▶ PROBLEM STATEMENT:
List each line of the records below that contains the string "wall", copying every such line in full. Matching is case-sensitive.

(Image box annotation records)
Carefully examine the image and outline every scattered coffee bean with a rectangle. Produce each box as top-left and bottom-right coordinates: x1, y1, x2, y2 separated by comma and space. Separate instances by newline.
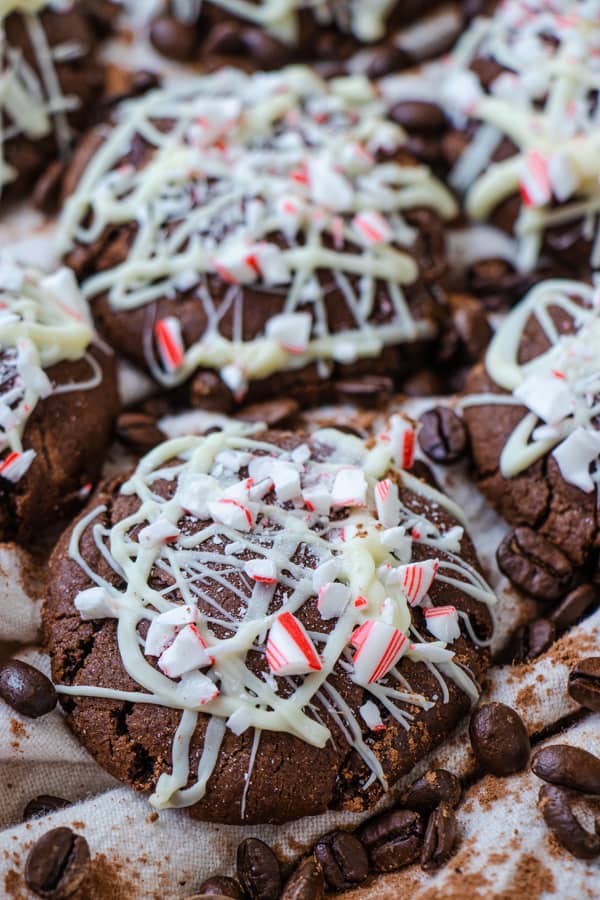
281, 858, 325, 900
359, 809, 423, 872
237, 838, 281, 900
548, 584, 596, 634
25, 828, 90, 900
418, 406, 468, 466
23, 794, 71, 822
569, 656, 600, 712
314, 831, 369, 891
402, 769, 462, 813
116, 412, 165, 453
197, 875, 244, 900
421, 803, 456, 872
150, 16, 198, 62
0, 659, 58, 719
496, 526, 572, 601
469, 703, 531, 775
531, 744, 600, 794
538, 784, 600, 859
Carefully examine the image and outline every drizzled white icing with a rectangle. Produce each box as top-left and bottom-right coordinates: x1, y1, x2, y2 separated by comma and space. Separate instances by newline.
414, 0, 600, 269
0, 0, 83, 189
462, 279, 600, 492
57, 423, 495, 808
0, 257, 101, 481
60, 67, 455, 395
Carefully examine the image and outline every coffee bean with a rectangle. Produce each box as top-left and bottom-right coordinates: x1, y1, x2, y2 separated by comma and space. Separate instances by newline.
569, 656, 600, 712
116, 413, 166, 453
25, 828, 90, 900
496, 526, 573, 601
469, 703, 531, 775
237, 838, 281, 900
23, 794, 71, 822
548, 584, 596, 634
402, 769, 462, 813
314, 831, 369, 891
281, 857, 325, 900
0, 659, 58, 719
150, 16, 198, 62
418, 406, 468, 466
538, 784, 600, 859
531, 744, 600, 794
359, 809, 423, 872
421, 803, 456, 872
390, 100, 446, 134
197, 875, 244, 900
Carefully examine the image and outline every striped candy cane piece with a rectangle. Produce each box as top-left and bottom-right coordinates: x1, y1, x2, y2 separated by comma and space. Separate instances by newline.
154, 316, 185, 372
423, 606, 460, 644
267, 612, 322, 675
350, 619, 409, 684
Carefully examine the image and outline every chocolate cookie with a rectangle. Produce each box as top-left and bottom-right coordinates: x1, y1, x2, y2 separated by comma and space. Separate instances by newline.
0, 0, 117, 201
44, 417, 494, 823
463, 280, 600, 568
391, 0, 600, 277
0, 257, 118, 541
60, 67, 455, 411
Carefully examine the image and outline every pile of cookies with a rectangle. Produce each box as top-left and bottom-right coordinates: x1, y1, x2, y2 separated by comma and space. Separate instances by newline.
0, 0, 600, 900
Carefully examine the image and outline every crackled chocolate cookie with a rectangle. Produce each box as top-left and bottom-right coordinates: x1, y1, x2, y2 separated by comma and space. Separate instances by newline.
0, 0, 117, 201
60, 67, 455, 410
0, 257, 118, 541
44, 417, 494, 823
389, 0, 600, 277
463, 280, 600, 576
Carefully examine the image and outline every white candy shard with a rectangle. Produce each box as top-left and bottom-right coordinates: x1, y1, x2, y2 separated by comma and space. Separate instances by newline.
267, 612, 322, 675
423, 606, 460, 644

--

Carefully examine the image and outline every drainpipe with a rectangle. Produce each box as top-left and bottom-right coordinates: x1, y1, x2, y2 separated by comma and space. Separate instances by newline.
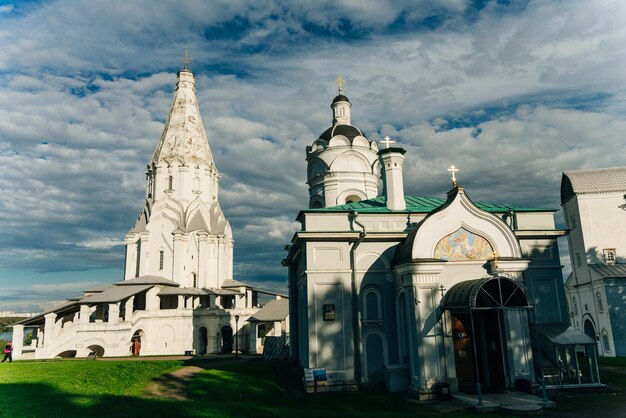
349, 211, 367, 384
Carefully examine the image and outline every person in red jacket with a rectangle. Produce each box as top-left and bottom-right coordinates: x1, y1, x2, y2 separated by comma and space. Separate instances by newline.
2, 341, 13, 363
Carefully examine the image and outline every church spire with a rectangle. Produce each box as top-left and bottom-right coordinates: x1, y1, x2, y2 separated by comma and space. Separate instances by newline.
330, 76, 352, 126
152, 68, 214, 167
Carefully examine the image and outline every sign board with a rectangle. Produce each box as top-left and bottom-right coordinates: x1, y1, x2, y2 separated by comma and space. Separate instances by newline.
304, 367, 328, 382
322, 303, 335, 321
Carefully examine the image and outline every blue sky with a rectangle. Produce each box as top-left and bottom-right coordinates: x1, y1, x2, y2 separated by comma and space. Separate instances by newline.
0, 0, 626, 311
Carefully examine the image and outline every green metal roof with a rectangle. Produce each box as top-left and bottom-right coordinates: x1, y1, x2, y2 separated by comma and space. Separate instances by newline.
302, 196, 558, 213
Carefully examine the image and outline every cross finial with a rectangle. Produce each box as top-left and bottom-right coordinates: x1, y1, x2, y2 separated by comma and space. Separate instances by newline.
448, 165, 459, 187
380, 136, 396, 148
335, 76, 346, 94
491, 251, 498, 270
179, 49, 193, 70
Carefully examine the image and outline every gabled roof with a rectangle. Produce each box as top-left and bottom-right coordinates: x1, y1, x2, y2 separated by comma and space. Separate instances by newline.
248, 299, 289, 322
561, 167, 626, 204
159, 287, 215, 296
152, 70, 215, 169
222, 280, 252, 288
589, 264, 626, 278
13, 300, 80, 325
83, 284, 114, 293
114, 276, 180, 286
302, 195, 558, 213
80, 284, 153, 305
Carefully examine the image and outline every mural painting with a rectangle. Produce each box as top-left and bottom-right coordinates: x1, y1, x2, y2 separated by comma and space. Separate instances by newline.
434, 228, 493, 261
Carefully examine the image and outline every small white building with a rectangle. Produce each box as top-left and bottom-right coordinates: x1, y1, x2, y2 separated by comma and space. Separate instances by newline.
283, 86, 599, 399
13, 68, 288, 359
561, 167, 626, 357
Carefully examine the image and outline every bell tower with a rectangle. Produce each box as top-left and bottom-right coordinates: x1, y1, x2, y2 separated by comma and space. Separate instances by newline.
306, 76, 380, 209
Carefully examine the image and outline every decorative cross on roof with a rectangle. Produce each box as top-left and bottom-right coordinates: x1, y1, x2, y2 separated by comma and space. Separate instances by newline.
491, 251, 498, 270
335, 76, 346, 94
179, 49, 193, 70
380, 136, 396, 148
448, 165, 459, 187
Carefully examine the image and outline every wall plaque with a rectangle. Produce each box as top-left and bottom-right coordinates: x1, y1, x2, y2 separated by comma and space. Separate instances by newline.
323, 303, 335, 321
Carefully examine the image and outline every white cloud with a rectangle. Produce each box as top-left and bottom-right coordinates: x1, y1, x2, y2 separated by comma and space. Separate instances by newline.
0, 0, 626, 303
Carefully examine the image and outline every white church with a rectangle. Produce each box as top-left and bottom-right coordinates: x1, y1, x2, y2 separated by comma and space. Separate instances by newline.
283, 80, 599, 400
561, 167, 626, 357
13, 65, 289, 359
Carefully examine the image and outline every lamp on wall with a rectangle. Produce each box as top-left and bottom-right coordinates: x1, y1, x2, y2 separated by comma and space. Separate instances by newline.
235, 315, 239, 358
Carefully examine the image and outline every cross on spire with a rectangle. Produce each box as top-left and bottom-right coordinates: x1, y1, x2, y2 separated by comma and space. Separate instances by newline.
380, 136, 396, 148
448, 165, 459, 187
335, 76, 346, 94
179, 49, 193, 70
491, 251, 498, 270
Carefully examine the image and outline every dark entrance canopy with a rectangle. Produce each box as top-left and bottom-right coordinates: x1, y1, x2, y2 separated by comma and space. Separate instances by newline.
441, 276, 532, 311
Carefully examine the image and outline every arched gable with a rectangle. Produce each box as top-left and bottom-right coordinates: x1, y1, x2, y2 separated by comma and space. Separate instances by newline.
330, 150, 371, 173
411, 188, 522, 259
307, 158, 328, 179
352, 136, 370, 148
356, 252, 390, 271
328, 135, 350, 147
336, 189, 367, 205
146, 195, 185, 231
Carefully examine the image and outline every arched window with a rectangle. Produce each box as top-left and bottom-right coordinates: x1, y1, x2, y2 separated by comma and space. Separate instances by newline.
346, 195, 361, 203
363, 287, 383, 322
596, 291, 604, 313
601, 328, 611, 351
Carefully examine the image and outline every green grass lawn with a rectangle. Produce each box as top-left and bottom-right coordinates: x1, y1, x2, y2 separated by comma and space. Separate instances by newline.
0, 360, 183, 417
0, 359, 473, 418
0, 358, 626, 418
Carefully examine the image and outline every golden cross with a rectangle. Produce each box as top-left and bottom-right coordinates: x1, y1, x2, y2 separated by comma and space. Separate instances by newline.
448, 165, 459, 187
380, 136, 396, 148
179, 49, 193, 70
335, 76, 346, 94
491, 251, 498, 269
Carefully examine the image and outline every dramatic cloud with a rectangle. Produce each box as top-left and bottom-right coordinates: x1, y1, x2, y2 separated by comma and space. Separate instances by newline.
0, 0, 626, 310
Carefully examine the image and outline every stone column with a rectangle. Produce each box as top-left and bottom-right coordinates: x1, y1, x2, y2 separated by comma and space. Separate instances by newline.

▶ PROBLEM SOLUTION:
Carefully examine the image and outline every wall plaque with a rectangle. Produce each box as top-left and bottom-right coordinates: x1, y1, x2, y2 separated by comma and space. Separate instances by newline.
Carefully examine the image and outline every lamp on wall with a rectangle. Produce each box as top-left and bottom-right coordinates: x1, y1, x2, y2 separated by comma and space. Separate instances by newline.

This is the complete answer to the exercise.